◆ 設問 A
本文によると、筆者は801Fにどのような音を期待していたか。

◆ 本文
%%
Archive for 9月, 2021

Date: 9月 7th, 2021
Cate: オーディオ評論

B&W 800シリーズとオーディオ評論家(その11)

試聴室に届いたB&Wの801Fを開梱して、セットする。
中高域のサブエンクロージュアを、ウーファーのエンクロージュア上部に取り付ける。

その際に、こんな簡単(いいかげんな)取り付け方と思ったのを、
いまもはっきりと思い出す。

それまで期待は膨らみ続けていた。
それが一瞬にして萎み始めた。

でも、音は聴いてみないことにはわからない。
音が鳴ってくるまでは、期待はまだまだ残っていた。

801Fを貶めるつもりはまったくないし、悪いスピーカーとも思っていない。
ただこちらが一方的に期待していただけのことであり、
その期待が裏切られた、ということでしかない。

私は勝手にKEFのModel 105のスケールアップした音を期待していた。
そういう音が、801Fからは鳴ってこなかった。
それだけのことである。

それでも期待とは違っていても、こちらをワクワクさせる音が鳴ってくれれば、
B&Wに対する私の印象は、ずいぶん変ったはずだ──。

そう思う反面、ほんとうにそうなっただろうか、と思う気持がそうとうに強くある。

801Fを聴いて、KEFの105と似た格好ながら、精度感が足りないと感じた。
音の体温といいたくなるところも、ぬるいと感じた。

KEFの105の音も、音の体温が高いわけではない。
けれど、その体温感を不快とは感じなかった。
つまりぬるいとは感じなかった。

なのに801Fの音はぬるいと感じた。
このぬるいは、あきらかに不快感である。

801で始まったB&Wの800シリーズは、それから三十年以上かけて、ずいぶん進歩した。
最近の800シリーズの音を聴いて、ぬるいとは感じなくなった。
精度感のたりない音とも感じない。

けれど、音に血が通っている感じを、そこから感じとれるかというと、
つまり音楽を聴いて、血の通った音と感じられるかとなると、
私は疑問が残ってしまう。

正しい方向に向っているのか、
精確な方向に向っているだけなのではないのか。

Date: 9月 7th, 2021
Cate: ショウ雑感

2021年ショウ雑感(その25)

毎日夕方に発表される感染者数は、
誰の目にもあきらかな数値である。

今日も減ってきている。
いい傾向だ、と素直に喜べないのは、
身近に迫ってこないと見えてこない面があるのがわかっているからだ。

昨年12月に、仕事関係の人がやはり感染した。
一緒に仕事をした人が濃厚接触者となり、保健所から連絡があり、
PCR検査を受けて、結果は陰性。

先月末、私が置かれた状況は、その人とほぼ同じといえる。
%%
◆ 設問 B
記録から、「black」という語を含む行をすべて抜き出してください。大文字と小文字は区別します。

◆ 提供資料
%%
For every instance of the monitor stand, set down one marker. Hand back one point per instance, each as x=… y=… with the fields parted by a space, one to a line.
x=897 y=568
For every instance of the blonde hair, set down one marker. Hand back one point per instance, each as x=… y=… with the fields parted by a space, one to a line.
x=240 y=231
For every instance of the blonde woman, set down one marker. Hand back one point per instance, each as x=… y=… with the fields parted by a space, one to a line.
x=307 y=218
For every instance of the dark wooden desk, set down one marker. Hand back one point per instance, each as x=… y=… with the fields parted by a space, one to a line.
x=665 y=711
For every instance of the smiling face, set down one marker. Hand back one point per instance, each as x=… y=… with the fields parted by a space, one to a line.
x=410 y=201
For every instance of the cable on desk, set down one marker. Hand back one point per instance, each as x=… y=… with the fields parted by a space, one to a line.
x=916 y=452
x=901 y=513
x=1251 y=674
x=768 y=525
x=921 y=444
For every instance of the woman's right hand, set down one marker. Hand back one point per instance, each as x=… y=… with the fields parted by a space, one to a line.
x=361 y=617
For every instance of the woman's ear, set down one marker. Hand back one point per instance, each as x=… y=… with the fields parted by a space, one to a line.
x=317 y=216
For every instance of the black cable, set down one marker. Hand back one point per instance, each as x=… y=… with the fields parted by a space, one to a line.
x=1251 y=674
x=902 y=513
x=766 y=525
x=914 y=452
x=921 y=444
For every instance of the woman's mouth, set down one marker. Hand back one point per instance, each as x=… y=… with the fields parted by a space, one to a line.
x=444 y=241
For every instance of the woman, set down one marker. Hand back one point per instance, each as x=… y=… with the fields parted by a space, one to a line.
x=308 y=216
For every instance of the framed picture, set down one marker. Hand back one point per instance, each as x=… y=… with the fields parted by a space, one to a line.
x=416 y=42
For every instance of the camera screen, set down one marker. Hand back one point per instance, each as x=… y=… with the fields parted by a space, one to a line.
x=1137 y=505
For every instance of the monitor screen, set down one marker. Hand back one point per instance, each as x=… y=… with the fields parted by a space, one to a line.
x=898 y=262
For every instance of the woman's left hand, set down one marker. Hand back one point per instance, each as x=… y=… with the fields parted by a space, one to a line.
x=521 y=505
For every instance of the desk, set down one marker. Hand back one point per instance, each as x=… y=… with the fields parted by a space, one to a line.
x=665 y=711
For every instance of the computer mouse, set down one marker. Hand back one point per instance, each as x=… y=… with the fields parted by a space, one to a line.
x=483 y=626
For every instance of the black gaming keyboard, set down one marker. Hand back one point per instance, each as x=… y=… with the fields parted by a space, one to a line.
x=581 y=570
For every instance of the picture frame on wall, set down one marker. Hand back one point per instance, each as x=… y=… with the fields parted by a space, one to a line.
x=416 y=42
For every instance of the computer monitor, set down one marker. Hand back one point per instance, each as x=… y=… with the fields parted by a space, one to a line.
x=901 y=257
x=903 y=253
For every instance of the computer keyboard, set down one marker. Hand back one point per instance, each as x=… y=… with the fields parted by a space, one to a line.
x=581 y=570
%%
◆ 解答 A
KEFのModel 105のスケールアップした音を期待していた。

◆ 解答 B
For every instance of the black cable, set down one marker. Hand back one point per instance, each as x=… y=… with the fields parted by a space, one to a line.
For every instance of the black gaming keyboard, set down one marker. Hand back one point per instance, each as x=… y=… with the fields parted by a space, one to a line.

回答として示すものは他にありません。